- TASK DIRECTIONS
The required output is the line that contains "around the shoreline" and every line after it, each written out exactly, up to the end of the entries.

(Referring expression grounding data)
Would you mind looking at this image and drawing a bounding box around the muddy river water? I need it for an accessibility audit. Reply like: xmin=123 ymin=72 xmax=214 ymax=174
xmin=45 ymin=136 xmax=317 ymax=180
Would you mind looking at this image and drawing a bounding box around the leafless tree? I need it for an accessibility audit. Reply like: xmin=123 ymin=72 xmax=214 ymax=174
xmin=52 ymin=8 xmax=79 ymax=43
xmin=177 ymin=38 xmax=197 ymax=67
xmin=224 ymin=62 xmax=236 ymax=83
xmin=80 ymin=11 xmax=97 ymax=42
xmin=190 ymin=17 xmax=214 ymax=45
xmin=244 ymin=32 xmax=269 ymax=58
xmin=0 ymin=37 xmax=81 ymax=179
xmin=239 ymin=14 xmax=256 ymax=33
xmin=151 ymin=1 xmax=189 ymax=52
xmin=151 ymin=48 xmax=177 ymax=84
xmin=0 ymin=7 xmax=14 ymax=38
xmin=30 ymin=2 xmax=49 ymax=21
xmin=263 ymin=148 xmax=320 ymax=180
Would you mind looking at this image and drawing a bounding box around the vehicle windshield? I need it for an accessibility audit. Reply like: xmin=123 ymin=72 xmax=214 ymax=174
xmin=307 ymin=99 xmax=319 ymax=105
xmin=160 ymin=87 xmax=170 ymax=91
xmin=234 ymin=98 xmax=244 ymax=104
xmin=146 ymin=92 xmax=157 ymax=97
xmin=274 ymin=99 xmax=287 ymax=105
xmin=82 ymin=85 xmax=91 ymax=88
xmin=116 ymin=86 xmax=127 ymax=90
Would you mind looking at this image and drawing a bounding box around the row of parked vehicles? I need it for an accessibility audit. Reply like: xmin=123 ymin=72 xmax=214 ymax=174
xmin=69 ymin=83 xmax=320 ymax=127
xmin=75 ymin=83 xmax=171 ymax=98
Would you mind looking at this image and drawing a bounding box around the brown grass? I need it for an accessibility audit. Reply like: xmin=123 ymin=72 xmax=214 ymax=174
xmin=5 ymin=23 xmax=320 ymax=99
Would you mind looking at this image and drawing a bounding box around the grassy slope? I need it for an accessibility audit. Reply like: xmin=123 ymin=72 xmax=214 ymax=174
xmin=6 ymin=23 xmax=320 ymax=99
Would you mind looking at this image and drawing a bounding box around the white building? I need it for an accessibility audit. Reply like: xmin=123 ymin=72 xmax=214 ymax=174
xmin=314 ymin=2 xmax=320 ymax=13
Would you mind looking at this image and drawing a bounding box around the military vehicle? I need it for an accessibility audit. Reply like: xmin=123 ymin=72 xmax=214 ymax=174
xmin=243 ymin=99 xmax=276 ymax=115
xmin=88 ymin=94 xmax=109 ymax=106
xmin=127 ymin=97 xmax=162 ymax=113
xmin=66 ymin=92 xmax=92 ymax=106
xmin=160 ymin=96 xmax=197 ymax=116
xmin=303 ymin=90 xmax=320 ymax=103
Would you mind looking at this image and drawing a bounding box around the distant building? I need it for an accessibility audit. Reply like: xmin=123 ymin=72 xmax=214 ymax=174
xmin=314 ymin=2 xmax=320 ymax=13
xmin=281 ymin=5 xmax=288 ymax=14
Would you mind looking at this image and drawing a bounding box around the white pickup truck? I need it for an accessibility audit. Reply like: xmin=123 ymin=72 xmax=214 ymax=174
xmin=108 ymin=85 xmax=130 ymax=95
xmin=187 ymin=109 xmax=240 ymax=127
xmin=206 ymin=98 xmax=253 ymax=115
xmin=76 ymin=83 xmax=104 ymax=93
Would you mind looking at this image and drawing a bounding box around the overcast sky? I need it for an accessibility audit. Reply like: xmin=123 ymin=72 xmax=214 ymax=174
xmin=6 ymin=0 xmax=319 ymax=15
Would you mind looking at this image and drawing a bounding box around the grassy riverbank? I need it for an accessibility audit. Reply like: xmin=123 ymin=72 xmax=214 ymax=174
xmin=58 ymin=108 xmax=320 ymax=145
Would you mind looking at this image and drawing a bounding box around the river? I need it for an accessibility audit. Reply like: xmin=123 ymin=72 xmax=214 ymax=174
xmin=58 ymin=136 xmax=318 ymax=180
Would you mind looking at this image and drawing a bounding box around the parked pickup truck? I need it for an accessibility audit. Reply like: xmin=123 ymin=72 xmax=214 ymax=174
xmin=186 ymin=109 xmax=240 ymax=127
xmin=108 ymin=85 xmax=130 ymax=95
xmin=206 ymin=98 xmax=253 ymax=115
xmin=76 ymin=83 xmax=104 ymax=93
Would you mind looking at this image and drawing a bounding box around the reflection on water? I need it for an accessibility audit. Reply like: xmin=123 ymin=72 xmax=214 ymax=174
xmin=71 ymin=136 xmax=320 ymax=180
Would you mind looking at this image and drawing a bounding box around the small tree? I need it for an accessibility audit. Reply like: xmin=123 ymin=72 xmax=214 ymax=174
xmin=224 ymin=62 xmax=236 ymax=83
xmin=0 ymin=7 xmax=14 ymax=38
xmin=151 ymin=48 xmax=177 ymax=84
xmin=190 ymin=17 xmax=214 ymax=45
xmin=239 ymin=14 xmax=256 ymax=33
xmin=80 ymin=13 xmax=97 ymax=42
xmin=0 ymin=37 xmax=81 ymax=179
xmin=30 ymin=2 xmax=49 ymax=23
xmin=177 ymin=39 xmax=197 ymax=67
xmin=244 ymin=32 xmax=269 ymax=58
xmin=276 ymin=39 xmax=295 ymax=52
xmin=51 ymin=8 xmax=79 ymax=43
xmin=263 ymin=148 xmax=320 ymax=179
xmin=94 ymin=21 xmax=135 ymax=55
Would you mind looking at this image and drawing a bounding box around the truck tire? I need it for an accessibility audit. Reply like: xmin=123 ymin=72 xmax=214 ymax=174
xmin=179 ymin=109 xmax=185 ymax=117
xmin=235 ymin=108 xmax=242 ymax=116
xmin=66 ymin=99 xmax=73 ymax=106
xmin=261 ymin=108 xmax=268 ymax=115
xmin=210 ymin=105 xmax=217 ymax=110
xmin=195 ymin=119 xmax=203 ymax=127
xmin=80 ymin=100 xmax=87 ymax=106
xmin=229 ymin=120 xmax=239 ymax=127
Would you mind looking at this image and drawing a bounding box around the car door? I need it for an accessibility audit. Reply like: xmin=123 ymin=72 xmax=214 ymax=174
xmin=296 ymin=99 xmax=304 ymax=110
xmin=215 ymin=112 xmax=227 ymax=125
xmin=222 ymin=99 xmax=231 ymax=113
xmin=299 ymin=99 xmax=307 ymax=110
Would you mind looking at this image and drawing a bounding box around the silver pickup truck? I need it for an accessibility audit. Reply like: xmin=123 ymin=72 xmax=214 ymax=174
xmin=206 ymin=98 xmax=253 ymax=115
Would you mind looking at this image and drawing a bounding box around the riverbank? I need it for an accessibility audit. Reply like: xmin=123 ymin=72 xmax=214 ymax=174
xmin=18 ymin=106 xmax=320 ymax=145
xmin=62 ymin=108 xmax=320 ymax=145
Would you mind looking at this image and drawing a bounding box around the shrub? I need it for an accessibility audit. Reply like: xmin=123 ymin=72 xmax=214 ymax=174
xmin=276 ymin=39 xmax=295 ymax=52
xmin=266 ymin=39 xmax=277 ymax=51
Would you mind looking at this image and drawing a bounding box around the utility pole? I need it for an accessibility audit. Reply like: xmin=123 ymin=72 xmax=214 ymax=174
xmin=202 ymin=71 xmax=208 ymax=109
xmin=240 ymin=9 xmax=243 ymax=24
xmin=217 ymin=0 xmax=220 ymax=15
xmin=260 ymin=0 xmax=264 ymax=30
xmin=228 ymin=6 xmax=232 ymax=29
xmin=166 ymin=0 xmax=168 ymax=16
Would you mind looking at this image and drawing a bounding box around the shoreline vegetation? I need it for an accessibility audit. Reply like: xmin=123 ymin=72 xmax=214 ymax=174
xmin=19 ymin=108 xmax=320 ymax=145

- OUTPUT FOR THIS TASK
Would you mind looking at this image and drawing a bounding box around the shoreline vegetation? I need it for an accessibility audit. Reply like: xmin=123 ymin=72 xmax=214 ymax=174
xmin=19 ymin=108 xmax=320 ymax=145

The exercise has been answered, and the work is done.